→ Exercise brief:
Of the lines below, copy those that hold the word "edge".

→ Dataset content:
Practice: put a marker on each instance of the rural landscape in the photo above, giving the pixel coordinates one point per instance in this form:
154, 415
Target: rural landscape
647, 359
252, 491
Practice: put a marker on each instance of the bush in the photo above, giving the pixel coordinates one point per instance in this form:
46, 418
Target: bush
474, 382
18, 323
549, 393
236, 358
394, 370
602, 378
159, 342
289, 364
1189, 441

==

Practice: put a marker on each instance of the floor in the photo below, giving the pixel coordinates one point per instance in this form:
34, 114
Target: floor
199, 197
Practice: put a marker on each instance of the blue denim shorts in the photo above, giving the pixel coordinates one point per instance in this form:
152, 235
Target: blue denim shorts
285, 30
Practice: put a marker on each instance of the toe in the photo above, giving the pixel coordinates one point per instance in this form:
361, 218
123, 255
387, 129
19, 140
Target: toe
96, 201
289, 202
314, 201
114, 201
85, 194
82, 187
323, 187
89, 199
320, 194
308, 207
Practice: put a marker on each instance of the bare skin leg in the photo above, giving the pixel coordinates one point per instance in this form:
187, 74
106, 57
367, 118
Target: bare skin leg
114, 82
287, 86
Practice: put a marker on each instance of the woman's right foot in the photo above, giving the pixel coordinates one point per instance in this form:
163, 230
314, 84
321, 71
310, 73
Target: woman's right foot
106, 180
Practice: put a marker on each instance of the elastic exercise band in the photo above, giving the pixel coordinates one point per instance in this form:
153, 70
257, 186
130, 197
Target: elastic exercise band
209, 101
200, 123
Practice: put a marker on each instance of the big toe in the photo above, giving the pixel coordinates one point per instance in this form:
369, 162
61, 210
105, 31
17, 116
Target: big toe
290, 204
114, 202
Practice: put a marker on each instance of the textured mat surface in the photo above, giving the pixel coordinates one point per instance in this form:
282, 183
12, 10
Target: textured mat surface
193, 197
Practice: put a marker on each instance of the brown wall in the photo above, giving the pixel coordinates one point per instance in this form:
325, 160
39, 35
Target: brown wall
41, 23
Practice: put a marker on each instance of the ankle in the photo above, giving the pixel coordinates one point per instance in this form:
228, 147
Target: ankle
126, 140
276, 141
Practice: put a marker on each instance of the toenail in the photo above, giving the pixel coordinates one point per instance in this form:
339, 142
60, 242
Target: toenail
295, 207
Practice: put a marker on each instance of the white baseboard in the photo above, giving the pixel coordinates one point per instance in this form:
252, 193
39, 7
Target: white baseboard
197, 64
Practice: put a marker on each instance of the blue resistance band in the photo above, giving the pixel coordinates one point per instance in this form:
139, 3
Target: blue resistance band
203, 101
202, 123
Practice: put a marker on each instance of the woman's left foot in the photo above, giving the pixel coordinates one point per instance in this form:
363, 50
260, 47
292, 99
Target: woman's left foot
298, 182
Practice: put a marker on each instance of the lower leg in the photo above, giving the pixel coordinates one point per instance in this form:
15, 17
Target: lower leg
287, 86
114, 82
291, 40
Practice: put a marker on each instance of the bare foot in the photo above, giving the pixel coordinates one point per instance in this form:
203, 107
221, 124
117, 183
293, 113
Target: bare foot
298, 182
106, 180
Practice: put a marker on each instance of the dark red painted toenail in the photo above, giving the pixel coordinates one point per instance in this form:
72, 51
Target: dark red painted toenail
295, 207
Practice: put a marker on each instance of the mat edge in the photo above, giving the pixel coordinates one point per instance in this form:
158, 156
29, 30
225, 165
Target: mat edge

→ Solution below:
Practice: put a marker on each instance of the mat edge in the photo above, giving the pixel coordinates one point per instance in this form:
Target: mat edge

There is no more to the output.